▶ _Material provided_:

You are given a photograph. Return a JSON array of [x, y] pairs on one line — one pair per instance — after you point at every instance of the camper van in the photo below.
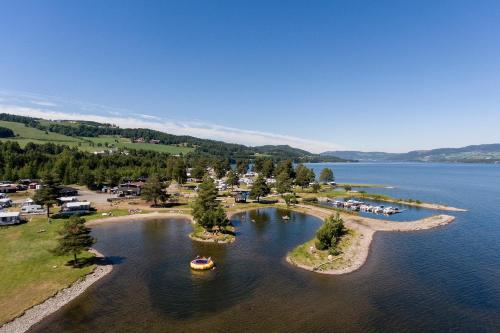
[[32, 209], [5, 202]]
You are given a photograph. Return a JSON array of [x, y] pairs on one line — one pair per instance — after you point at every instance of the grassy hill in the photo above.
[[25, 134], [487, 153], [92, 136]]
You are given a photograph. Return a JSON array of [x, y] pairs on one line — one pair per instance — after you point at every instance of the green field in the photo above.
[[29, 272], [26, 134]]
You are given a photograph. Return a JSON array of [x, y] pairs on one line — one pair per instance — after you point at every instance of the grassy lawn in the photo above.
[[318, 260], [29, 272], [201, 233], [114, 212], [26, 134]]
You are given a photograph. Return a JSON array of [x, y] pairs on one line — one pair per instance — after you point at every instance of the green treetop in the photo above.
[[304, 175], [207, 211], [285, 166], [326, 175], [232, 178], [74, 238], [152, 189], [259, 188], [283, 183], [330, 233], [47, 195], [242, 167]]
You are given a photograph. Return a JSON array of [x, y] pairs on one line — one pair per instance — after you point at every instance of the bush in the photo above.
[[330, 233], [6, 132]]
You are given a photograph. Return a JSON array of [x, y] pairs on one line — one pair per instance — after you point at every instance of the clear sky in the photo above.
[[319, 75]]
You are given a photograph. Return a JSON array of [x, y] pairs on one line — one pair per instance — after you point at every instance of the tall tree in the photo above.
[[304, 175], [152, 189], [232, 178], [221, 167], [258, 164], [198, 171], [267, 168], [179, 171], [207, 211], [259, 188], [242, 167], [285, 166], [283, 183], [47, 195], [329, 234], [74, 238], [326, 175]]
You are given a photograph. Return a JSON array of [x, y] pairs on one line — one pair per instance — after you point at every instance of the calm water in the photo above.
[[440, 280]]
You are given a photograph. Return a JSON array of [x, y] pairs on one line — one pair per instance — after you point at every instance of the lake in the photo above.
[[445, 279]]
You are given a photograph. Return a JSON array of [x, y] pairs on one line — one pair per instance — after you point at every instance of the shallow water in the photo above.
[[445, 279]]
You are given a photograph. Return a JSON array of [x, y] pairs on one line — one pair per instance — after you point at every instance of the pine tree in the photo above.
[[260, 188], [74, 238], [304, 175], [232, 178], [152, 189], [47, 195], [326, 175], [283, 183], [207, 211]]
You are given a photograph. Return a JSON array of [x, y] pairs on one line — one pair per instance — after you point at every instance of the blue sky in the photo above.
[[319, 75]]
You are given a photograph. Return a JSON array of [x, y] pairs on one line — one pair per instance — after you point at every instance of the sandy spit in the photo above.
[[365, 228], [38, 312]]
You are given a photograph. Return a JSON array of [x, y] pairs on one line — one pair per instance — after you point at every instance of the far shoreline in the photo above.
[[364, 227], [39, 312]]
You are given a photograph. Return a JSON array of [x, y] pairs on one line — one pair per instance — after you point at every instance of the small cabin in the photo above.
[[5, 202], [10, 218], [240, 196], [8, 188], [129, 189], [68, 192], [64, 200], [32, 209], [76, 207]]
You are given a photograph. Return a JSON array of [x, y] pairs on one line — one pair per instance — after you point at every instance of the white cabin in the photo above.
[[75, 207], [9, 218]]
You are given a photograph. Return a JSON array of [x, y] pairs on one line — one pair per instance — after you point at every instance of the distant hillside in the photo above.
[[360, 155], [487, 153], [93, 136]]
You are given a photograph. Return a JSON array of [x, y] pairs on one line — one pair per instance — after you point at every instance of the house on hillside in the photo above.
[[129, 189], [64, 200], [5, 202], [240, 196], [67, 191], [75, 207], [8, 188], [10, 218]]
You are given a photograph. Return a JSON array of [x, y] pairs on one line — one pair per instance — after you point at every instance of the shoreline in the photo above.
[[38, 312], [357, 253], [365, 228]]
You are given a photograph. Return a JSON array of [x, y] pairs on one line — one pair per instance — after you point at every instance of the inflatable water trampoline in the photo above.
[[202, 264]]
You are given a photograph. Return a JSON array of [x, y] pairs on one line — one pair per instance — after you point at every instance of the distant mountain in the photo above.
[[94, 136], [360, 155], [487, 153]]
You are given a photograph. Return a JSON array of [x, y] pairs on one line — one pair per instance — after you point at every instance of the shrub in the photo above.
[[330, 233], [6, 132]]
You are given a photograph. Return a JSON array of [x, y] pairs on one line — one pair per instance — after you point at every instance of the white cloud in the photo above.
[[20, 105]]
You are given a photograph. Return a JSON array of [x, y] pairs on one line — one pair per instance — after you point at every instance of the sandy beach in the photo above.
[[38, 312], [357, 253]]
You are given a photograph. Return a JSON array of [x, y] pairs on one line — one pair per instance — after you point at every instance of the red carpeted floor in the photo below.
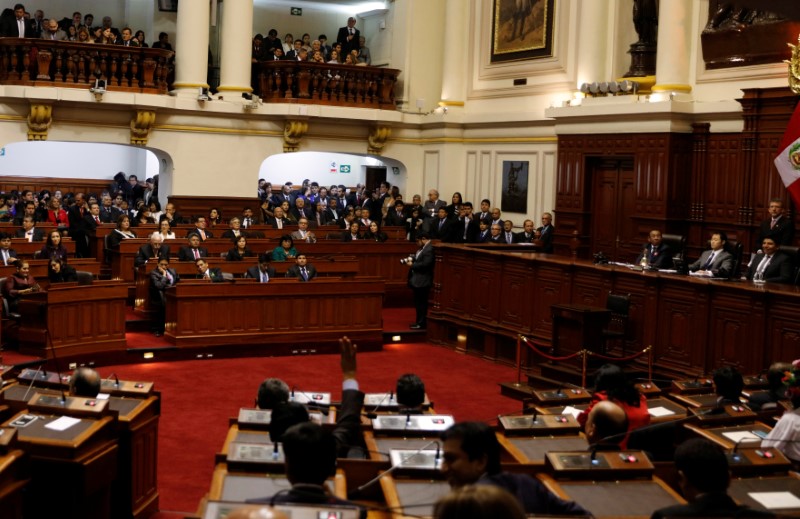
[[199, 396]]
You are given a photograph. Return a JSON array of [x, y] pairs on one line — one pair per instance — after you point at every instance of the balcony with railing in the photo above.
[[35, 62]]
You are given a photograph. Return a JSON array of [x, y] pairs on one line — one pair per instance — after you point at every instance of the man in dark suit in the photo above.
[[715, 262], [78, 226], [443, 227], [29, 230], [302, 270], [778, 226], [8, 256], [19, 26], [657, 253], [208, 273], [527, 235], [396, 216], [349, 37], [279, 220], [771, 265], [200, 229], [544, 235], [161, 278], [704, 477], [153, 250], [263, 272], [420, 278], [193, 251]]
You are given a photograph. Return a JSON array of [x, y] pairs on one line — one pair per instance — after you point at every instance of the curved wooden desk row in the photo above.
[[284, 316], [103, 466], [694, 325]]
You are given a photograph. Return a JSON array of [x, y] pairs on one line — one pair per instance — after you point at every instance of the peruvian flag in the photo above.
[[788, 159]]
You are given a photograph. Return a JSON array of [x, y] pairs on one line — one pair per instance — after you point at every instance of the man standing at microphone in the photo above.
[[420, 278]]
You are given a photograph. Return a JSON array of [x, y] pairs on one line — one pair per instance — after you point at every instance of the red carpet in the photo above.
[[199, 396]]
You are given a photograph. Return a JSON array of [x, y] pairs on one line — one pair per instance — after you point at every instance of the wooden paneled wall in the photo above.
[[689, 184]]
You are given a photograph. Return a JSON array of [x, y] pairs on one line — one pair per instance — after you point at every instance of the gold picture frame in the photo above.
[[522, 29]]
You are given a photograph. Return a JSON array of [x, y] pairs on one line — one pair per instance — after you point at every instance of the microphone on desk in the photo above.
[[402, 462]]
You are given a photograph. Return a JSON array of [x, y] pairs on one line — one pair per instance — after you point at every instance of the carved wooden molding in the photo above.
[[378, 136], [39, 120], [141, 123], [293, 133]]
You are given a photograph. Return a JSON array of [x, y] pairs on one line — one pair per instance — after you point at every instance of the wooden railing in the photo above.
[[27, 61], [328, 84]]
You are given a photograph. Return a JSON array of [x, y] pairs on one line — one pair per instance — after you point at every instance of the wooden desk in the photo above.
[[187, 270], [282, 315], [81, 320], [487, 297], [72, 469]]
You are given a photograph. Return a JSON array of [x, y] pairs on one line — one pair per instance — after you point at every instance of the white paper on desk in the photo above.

▶ _Problem details_:
Reproduce every one of the records above word for word, leaving out the pictures.

▶ _Solution_:
You are given a photograph. Return a JSON array of [x, y] pairs on one line — one pair per instance — after you point at every instance of the camper van in the photo below.
[[32, 209], [5, 202]]
You are given a photograph. Return a JSON array of [x, y] pairs on one line — one pair per instance — after you point at every instance of the grassy hill in the photo above.
[[25, 134], [487, 153], [92, 136]]
You are given a photograph. Return a JSON array of [x, y] pairs on one line — one pair per instance — after you point at every instance of the green field in the photo above.
[[29, 272], [26, 134]]
You are given a photograph. Return a JSON array of [x, y] pairs on one line — one pair per instance — after you point at every instance of the grassy lawn in the photo above.
[[318, 260], [29, 272], [201, 233], [114, 212], [26, 134]]
You are given a photograph. Return a JSON array of [x, y] pairs on one line — one pair per instance — after you point at every instance of the green treetop in the photo above.
[[304, 175], [207, 211], [285, 166], [326, 175], [232, 178], [74, 238], [152, 189], [259, 188], [283, 183], [330, 233], [47, 195], [242, 167]]
You are given a photograph. Return a JSON array of [x, y] pairs on one line — one pair per instance — after you point at every instance of the bush in the photo above.
[[330, 233], [6, 132]]
You are given a photograph. Return a JSON array of [x, y] pairs on one line — one pair per instance — after you point at every instance of the clear sky in the photo above.
[[319, 75]]
You are given a photograph. Return a JSON array of [x, y] pairs on one line — one pair per instance — after you point at every instance of the tall tree in the photo above.
[[304, 175], [152, 189], [232, 178], [221, 167], [258, 164], [198, 171], [267, 168], [179, 171], [207, 211], [259, 188], [242, 167], [285, 166], [283, 183], [47, 195], [329, 234], [74, 238], [326, 175]]
You are given a photograph. Return a JSON array of [x, y] pairs on one line — one pair per instance — after you point at every instance of the calm water in the photo above.
[[440, 280]]
You are given a photograph. Return a JSON array of [x, y] pairs on one line — one pair per instance — after you point at every instance of the lake in the photo above.
[[445, 279]]
You are given a photograph. Return a JSON array of [x, y] pairs on one line — one pair per instance — after you point at every instance of the shallow water in the photo above.
[[445, 279]]
You are given a photograph. Return a JSON array of [x, y] pairs on one line — one pair per instance — after you point at every instance of the pine tree in the photo above.
[[260, 188], [74, 238], [304, 175], [232, 178], [152, 189], [47, 195], [326, 175], [283, 183], [207, 211]]
You are given a photograph. Return a JSON array of [x, y] pairs on one line — one pair per instance — after you point at every instance of the blue sky in the photo above.
[[319, 75]]
You are given a photograph. Return a JSON array of [x, y] pairs on one line — one pair per instance — after you point at every instance of the sandy spit in the photo above.
[[365, 228], [38, 312]]
You are given a photograph. Return a JSON array of [x, y] pairs on one line — one pair per instance — after you point at every instance of the far shoreline in the photo above.
[[364, 227], [39, 312]]
You are given a photograph. Return a JSON array of [x, y] pairs on one line — one pair per instance — after you point at every instance of the small cabin in the photo above.
[[5, 202], [10, 218], [240, 196], [8, 188], [129, 189], [68, 192], [64, 200], [32, 209], [76, 207]]
You are given a photograph. Return a JSON array of [x, y] pairs on one line — one pair per instance — after you point at every instance of the white cabin in the photo above.
[[75, 207], [9, 218]]
You are given a photograph. Return a JSON array of [x, y] pairs on one line — one pair per instance — after you point at every instance of the distant hillside in the photo above.
[[360, 155], [487, 153], [93, 136]]
You are given a photograph. Return a JSON array of [x, y] pairs on one line — one pair per instance — after you point at every instance of the house on hillside in the photo above.
[[129, 189], [64, 200], [5, 202], [240, 196], [67, 191], [75, 207], [8, 188], [10, 218]]
You are given a photograph. Return a JSON array of [x, y] pairs on one line — one pair per instance — after you point at every instance of the shoreline in the photo above.
[[38, 312], [357, 253], [365, 228]]
You are given a photograph. Return a JSON array of [x, y] pairs on one line — one pair per instance — after you point at every instance of the inflatable water trampoline in the photo above.
[[202, 264]]
You are given a photograph. Return a JSON array of [x, y] pairs on one line — one pair per instance — after you point at every instance of the distant mountain in the photo above.
[[94, 136], [360, 155], [487, 153]]
You are given a photograph. Return a JSON array of [x, y] pairs on one line — one pair per instance — after you point at every instance of the shrub in the photo above.
[[330, 233], [6, 132]]
You are given a photograph. Return a JSON array of [x, y] pairs on one line — one pair per instance — after you point at every instance of the white cloud in the photo above.
[[20, 105]]
You are given a photograph. Return a JSON array of [x, y] pairs on one line — one pair per instance — after you point at every instance of the sandy beach in the photo above.
[[38, 312], [357, 253]]
You are given a photograph. Return a JSON array of [x, y] pairs on one line — one pair per instance — after you point at every instance of the red carpeted floor in the photo below.
[[199, 396]]
You are given a photograph. Return a JSON array of [x, y] pairs on one line — one pair per instance — after you point at every instance of the balcony with railing in the photo above.
[[35, 62]]
You are given a photograph. Return a JSON array of [x, y] pairs on one line — one pair per instance — after you point at every instance of the man in dark suit in the photo above.
[[715, 262], [78, 226], [443, 227], [29, 230], [302, 270], [778, 226], [8, 256], [19, 26], [657, 253], [208, 273], [527, 235], [396, 216], [349, 37], [279, 220], [771, 265], [200, 229], [544, 235], [161, 278], [704, 477], [153, 250], [263, 272], [420, 278], [193, 251]]
You are given a photograph. Return a JSON array of [x, y] pairs on one line — one pair per instance — after you point at every instance of the curved wooden desk row in the photo above.
[[284, 316], [103, 466], [694, 325]]
You are given a photograph. Return a JSON array of [x, y] pairs on one line — one pair per instance — after you point at every instance of the peruvian flag in the photo above.
[[788, 159]]
You are given a photograph. Return a JSON array of [x, y] pairs on one line — one pair per instance — after you point at every instance of the man standing at microphone in the photo above.
[[420, 278]]
You are given a photograph. Return a JSON array of [x, y] pairs on one line — one pair per instance — after you point at every instance of the red carpet in the photo above.
[[199, 396]]
You are given a photograph. Return a JSON array of [x, y] pairs on one line — one pair per instance — after you point at every instance of the wooden paneled wall in the photo above.
[[689, 184]]
You are given a photograph. Return a JSON array of [x, y] pairs on one line — one pair per instance — after you point at every instance of the gold picture frame in the photo above.
[[522, 29]]
You are given a photograph. Return a JSON array of [x, y] pairs on one line — one pair per instance — after you point at every instance of the microphone on desk in the photo above.
[[402, 462]]
You are given a photograph. Return a JSON array of [x, y] pairs on one line — one pair per instance — after you point at every instance of the carved wooden molding in the photo above.
[[378, 136], [39, 120], [141, 123], [293, 133]]
You are given a photograph. Return a JSON array of [x, y] pairs on one line — one pair per instance — after you point at every instance of the wooden railing in the photo above.
[[27, 61], [328, 84]]
You are given a photograph. Return a JSON array of [x, y] pairs on one line — one pair per instance — after you point at every instance of the wooden desk in the photo above.
[[187, 270], [282, 315], [81, 320], [487, 297], [72, 469]]
You are given a photograph. Return a JSON array of [x, y] pairs on one line — one pair per instance — after you point at every instance of the white paper on desk in the photo above.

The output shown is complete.